ENTRIES SHOWN:

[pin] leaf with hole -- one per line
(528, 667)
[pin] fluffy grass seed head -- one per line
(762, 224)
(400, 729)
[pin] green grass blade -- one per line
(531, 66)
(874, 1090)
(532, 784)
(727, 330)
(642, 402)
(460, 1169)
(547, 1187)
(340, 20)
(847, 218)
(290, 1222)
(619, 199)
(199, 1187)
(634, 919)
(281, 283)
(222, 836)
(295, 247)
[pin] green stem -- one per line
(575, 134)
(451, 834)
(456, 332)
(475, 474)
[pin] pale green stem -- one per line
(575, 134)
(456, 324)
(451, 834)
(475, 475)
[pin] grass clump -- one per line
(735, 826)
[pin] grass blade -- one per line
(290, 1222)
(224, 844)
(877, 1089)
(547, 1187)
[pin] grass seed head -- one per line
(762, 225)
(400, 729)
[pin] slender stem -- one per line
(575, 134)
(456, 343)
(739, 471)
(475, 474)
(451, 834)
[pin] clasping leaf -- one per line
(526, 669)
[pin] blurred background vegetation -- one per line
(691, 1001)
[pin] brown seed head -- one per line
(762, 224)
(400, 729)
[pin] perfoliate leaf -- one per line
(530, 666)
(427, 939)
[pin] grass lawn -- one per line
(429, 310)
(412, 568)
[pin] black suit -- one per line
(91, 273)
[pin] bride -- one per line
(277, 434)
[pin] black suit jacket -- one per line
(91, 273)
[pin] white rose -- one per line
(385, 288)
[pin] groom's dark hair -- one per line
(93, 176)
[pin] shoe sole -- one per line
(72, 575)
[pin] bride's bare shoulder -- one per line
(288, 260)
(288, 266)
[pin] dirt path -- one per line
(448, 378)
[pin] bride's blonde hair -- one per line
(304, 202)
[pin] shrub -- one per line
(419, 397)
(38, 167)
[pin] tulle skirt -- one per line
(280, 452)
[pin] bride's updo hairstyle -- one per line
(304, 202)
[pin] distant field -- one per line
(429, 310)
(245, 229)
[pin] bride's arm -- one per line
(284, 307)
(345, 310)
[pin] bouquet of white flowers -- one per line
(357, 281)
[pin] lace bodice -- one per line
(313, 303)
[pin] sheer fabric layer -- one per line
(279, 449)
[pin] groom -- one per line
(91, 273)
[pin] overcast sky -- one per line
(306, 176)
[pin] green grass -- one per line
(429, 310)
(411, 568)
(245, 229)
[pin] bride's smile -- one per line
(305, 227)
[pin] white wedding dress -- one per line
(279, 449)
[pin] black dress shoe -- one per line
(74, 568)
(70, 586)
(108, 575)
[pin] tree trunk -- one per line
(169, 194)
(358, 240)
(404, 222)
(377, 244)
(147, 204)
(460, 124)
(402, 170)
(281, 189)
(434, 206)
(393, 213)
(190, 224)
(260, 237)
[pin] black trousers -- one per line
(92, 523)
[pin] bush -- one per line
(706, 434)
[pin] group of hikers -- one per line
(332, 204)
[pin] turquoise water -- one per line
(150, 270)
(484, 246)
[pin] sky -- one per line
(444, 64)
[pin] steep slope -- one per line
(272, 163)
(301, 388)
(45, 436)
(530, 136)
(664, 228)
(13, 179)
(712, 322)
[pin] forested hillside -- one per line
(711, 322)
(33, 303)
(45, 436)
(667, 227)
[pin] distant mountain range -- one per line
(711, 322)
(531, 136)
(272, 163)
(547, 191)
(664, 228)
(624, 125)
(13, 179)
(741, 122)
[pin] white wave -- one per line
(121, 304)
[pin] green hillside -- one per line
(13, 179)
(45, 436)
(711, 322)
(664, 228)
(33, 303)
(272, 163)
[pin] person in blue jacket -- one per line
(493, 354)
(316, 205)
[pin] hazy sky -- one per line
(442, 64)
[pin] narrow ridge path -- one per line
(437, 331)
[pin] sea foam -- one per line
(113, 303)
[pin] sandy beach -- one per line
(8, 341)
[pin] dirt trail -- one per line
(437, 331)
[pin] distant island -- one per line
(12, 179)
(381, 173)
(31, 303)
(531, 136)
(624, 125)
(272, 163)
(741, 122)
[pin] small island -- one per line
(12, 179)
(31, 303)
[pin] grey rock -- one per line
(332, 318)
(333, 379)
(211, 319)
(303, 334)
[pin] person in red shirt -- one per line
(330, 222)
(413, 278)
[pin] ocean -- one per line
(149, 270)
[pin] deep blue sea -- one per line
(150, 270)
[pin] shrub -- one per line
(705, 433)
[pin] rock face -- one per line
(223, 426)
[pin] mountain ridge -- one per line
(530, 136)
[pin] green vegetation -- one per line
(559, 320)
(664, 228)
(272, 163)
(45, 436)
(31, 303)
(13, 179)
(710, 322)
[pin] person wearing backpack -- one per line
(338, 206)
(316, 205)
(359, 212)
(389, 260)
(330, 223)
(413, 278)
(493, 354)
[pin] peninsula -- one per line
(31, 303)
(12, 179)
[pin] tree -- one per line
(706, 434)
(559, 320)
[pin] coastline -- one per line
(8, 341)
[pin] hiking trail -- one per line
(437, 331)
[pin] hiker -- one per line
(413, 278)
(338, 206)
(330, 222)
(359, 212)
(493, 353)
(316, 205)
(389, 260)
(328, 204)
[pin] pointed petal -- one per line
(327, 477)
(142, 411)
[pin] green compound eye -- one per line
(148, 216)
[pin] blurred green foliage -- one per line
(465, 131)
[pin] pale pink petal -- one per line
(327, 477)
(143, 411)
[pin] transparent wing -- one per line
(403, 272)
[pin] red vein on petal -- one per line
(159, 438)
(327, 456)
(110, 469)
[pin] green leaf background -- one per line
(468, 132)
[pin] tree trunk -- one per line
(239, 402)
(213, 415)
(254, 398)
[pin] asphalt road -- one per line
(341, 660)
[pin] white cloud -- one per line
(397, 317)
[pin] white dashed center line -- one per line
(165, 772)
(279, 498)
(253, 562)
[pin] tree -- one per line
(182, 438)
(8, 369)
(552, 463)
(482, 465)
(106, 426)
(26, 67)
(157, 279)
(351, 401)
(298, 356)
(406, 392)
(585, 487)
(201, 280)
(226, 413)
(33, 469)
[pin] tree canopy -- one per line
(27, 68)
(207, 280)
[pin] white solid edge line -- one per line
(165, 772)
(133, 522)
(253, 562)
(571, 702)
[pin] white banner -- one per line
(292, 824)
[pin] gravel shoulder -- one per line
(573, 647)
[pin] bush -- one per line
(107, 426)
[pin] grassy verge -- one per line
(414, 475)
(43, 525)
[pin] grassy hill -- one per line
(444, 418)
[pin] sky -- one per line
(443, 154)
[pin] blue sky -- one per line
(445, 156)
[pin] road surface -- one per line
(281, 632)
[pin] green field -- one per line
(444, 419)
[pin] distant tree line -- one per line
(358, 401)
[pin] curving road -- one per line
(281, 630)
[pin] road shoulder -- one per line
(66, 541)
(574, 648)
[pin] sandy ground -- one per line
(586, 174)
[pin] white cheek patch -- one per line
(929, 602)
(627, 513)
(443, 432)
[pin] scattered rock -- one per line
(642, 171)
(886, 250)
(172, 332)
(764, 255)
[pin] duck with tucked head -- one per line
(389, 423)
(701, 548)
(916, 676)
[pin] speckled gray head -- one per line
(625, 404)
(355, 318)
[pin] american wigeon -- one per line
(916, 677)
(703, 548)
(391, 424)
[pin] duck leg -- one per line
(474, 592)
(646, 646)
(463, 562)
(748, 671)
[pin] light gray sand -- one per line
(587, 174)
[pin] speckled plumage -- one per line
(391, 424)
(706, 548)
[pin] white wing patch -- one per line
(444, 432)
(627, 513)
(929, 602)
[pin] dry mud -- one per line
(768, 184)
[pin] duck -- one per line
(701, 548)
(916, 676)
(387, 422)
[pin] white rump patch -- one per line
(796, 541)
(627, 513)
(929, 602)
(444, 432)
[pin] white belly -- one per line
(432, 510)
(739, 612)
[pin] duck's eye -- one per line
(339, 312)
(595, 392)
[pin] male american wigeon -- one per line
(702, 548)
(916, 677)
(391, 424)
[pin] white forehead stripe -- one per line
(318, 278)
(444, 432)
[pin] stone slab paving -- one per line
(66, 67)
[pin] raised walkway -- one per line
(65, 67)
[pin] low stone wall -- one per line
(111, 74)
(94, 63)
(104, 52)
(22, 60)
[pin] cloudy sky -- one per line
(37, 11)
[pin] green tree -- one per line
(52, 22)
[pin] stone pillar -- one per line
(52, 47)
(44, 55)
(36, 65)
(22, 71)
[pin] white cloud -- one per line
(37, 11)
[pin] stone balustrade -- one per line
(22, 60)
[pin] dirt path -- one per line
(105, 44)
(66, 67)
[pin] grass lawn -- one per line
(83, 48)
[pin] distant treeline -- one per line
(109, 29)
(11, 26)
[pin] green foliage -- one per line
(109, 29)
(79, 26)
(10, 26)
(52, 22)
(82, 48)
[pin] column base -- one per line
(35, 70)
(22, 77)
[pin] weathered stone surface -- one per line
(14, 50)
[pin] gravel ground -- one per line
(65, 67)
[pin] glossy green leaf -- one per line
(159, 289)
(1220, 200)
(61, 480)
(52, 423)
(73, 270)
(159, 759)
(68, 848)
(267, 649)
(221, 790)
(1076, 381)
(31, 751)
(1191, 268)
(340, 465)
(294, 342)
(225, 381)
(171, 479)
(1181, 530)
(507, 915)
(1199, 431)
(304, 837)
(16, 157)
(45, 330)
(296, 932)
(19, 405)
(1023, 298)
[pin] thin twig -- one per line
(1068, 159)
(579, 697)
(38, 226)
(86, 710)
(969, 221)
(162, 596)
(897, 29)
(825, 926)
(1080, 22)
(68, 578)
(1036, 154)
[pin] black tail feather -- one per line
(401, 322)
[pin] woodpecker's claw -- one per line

EXERCISE INSTRUCTIONS: Copy the records exactly, from the line containing "[pin] white rump patch -- one per line" through the end of the records, with both ends included.

ANSWER TO THE TASK:
[pin] white rump patch -- one per line
(796, 541)
(627, 513)
(929, 602)
(444, 432)
[pin] white belly -- one per line
(432, 510)
(739, 612)
[pin] duck's eye -- one per line
(339, 312)
(595, 392)
[pin] male american wigeon -- one per line
(702, 548)
(916, 677)
(391, 424)
[pin] white forehead stripe -- one per line
(318, 278)
(444, 432)
[pin] stone slab paving -- one per line
(66, 67)
[pin] raised walkway -- one per line
(65, 67)
[pin] low stone wall -- one per line
(111, 74)
(94, 63)
(104, 52)
(22, 60)
[pin] cloudy sky -- one per line
(37, 11)
[pin] green tree -- one per line
(52, 22)
[pin] stone pillar -- one per line
(52, 47)
(44, 55)
(36, 65)
(22, 71)
[pin] white cloud -- one per line
(37, 11)
[pin] stone balustrade -- one per line
(22, 60)
[pin] dirt path -- one per line
(105, 44)
(66, 67)
[pin] grass lawn -- one per line
(83, 48)
[pin] distant treeline -- one per line
(109, 29)
(11, 26)
[pin] green foliage -- one per line
(109, 29)
(79, 26)
(10, 26)
(52, 22)
(82, 48)
[pin] column base -- one per line
(35, 70)
(22, 77)
[pin] weathered stone surface -- one per line
(14, 50)
[pin] gravel ground -- one per line
(65, 67)
[pin] glossy green leaf -- one per line
(159, 289)
(1220, 200)
(61, 480)
(52, 423)
(73, 270)
(159, 759)
(68, 848)
(267, 649)
(221, 790)
(1076, 381)
(31, 751)
(1191, 268)
(340, 465)
(294, 342)
(225, 381)
(171, 479)
(1181, 530)
(507, 915)
(1199, 431)
(304, 837)
(16, 157)
(45, 330)
(296, 932)
(19, 405)
(1023, 298)
[pin] thin twig -- one per line
(1068, 159)
(579, 697)
(38, 226)
(86, 710)
(969, 221)
(162, 596)
(897, 29)
(825, 926)
(1080, 22)
(68, 578)
(1036, 154)
[pin] black tail feather -- one per line
(401, 322)
[pin] woodpecker's claw -- one per line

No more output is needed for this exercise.